### WHAT YOU WILL DO
Give back each line below verbatim.

### DATA SUPPLIED

____________________

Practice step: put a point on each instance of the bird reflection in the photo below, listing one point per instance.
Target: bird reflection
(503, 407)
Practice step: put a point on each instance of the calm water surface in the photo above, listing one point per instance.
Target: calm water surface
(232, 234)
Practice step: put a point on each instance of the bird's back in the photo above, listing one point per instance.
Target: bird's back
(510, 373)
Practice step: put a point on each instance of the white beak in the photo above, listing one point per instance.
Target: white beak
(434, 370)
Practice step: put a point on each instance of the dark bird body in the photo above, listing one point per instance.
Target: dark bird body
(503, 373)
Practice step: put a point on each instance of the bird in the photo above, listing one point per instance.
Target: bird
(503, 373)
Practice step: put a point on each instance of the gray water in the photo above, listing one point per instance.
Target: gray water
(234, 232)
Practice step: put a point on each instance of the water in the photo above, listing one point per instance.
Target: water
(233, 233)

____________________

### RESULT OF THIS TASK
Practice step: put a point on each instance of the bird reflection in the photo below, listing one point per instance.
Target: bird reflection
(503, 407)
Practice step: put a point on each instance of the calm water surface in the photo above, listing one point per instance.
Target: calm water surface
(232, 234)
Practice step: put a point on each instance of the bird's back in the photo above, listing one point per instance.
Target: bird's back
(510, 373)
Practice step: put a point on each instance of the white beak in the photo above, listing one point per instance.
Target: white beak
(434, 370)
Practice step: put a point on each instance of the dark bird body in the photo above, listing one point per instance.
Target: dark bird body
(503, 373)
Practice step: put a point on each instance of the bird in the photo above, listing one point per instance.
Target: bird
(503, 373)
Practice step: put a point on each instance of the gray water in the photo above, listing one point per instance.
Target: gray water
(234, 232)
Practice step: put a point on each instance of the water in the photo above, listing one point per instance.
Target: water
(233, 233)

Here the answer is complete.